Copy the items below word for word, from their first line through the line that contains "positive clicks: (725, 775)", including that line.

----- Source information

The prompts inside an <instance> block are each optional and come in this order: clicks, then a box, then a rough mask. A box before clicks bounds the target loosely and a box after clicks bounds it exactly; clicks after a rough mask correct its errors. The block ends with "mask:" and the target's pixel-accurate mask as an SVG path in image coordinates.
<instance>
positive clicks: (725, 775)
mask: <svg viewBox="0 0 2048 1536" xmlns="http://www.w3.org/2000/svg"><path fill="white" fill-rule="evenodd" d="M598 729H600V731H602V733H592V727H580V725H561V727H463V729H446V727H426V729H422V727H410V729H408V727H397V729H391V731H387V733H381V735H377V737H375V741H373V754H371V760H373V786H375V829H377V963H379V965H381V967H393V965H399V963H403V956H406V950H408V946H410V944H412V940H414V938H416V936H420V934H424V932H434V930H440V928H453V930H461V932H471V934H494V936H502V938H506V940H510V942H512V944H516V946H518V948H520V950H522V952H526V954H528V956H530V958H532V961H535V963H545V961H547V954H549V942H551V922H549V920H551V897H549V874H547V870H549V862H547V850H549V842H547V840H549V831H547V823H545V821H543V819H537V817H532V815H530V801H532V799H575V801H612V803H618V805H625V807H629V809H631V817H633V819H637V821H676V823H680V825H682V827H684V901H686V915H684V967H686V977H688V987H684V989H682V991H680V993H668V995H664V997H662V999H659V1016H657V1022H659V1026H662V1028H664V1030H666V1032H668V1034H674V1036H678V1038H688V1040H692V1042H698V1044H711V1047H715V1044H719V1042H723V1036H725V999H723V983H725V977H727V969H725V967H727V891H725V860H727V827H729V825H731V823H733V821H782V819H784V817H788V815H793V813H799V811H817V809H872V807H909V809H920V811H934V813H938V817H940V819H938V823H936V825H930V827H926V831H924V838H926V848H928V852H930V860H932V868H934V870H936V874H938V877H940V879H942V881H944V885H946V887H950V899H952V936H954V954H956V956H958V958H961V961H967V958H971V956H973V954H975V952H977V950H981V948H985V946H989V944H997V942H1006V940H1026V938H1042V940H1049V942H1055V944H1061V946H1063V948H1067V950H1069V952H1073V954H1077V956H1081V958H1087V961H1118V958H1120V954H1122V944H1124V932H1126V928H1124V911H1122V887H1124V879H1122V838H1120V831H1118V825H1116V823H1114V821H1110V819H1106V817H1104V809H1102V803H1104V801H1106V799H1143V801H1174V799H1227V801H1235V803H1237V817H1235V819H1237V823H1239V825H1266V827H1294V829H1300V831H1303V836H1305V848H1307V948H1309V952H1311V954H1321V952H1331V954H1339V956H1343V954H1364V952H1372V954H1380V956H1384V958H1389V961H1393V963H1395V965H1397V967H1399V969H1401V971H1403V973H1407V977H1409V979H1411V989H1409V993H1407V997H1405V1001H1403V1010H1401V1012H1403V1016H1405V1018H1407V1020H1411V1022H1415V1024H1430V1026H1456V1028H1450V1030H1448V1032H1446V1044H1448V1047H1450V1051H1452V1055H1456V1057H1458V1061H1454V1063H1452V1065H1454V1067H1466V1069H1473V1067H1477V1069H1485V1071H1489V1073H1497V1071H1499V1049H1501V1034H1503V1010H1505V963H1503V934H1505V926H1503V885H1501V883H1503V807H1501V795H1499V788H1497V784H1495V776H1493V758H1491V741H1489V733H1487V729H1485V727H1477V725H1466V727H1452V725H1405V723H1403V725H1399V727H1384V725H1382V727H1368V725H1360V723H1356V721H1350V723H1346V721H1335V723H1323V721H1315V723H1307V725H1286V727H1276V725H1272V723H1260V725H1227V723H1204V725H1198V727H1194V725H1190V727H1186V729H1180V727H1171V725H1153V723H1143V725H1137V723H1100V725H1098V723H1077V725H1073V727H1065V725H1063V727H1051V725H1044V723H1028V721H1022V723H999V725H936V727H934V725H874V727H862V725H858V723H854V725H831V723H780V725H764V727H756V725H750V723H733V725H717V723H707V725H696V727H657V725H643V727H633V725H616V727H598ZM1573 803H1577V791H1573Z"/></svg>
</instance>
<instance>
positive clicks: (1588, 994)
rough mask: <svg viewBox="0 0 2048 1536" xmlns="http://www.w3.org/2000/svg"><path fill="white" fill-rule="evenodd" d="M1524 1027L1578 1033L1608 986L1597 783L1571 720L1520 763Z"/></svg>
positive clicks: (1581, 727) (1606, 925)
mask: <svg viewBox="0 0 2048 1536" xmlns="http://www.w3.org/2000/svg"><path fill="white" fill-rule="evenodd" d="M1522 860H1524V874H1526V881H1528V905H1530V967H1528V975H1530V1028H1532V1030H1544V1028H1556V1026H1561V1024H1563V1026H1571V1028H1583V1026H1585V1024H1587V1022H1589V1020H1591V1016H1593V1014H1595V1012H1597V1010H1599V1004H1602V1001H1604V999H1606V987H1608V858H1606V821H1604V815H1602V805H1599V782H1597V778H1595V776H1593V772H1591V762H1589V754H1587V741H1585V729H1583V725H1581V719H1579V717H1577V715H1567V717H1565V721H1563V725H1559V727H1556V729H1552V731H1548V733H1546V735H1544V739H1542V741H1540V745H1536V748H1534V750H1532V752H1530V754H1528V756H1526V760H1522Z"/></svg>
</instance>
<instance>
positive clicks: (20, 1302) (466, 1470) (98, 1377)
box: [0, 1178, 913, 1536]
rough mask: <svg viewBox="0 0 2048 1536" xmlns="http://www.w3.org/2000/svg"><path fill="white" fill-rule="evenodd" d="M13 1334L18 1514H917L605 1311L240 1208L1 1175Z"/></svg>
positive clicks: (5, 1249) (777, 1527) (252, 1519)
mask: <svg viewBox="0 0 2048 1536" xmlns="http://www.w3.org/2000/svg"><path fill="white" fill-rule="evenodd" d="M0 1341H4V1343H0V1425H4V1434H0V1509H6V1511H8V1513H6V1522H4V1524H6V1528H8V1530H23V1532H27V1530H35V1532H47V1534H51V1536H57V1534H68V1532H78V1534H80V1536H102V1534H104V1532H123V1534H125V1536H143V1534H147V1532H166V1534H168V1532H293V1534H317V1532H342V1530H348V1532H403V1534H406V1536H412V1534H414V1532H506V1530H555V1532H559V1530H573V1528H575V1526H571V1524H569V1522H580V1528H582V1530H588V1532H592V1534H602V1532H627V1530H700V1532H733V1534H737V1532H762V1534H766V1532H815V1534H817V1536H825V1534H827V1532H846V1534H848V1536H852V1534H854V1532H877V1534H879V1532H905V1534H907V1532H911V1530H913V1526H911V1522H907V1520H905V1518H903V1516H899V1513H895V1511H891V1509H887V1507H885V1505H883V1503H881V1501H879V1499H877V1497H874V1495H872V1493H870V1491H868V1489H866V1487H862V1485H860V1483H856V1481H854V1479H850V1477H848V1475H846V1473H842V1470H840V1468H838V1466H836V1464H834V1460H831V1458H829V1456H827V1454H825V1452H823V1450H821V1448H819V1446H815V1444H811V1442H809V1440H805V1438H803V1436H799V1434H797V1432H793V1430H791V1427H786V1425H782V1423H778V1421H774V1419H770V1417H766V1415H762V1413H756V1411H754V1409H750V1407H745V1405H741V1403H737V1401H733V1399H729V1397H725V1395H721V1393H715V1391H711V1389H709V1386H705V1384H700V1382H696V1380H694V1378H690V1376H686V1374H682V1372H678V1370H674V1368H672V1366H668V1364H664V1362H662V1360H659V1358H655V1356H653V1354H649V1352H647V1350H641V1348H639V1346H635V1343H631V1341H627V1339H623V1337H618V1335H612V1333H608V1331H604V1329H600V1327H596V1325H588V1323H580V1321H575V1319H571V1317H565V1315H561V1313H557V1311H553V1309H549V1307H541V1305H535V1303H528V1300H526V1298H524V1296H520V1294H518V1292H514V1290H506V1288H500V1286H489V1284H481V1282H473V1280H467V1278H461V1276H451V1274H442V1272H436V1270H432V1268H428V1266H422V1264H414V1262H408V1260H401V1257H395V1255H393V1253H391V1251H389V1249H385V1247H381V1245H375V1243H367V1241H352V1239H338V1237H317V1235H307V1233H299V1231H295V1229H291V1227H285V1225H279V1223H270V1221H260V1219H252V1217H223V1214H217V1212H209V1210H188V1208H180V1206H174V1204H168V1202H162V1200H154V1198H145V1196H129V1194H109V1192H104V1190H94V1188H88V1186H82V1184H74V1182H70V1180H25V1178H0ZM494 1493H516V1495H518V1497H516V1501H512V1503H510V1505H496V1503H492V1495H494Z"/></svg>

----------

- Answer for this exercise:
The prompts inside an <instance> block are each optional and come in this order: clicks, then a box, then a rough mask. A box before clicks bounds the target loosely and a box after clicks bounds it exactly; clicks after a rough mask correct its errors. The block ends with "mask:" and the target's pixel-accurate mask as an SVG path in image coordinates.
<instance>
positive clicks: (725, 775)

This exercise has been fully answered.